» **DESCRIPTION OF THE TASK**
Copy the listing below word for word, leaving out the pictures.

» **DATA SECTION**
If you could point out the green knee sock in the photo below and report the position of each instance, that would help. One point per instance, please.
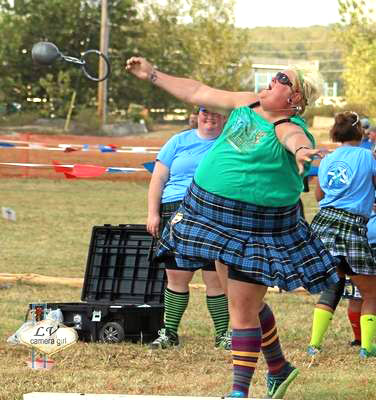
(175, 305)
(321, 321)
(368, 330)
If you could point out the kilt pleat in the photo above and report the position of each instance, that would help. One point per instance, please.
(271, 245)
(345, 234)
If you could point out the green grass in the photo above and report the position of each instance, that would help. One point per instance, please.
(51, 237)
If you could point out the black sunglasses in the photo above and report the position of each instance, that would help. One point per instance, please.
(283, 79)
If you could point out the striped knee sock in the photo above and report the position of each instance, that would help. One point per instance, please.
(270, 345)
(218, 310)
(246, 344)
(175, 305)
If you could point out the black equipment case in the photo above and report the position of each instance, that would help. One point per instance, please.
(123, 290)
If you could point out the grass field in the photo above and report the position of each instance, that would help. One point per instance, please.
(51, 237)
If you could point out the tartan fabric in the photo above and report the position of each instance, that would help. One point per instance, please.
(166, 211)
(345, 234)
(271, 245)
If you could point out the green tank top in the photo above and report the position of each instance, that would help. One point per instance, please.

» **CORRECT RESPONSE**
If you could point out the green knee sock in the photo below and report the position of each instance, that would help. One point per instance, please.
(175, 305)
(321, 321)
(368, 330)
If you could point out the kilt pleat in the photo above and report the position of each instance, that would help. One point per instance, please.
(271, 245)
(345, 234)
If you could point out the green grass in the photo above and report the position of each instance, that would help. One point per instance, please.
(51, 237)
If you could point out the black sunglasses in the photo above and report the position of each instance, that would help. One point per instance, please.
(283, 79)
If you could point out the striped knee sock in the photo above and report the position of each instance, that would help. One point per instance, please.
(270, 345)
(218, 310)
(246, 344)
(175, 305)
If you could point out the black equipment case in the photo above and report the position of each instance, that would help. One point per instance, please.
(123, 290)
If you could point out the grass field in the photo above and report the position of each instance, that would help. One point per instance, please.
(51, 237)
If you could point out the tartan fabric in the photo above and report the position of each instance, that would help. One point per instance, please.
(166, 211)
(345, 234)
(271, 245)
If you could point out the green tank top in the photo above and report the position of each instance, that would help. One point per instance, please.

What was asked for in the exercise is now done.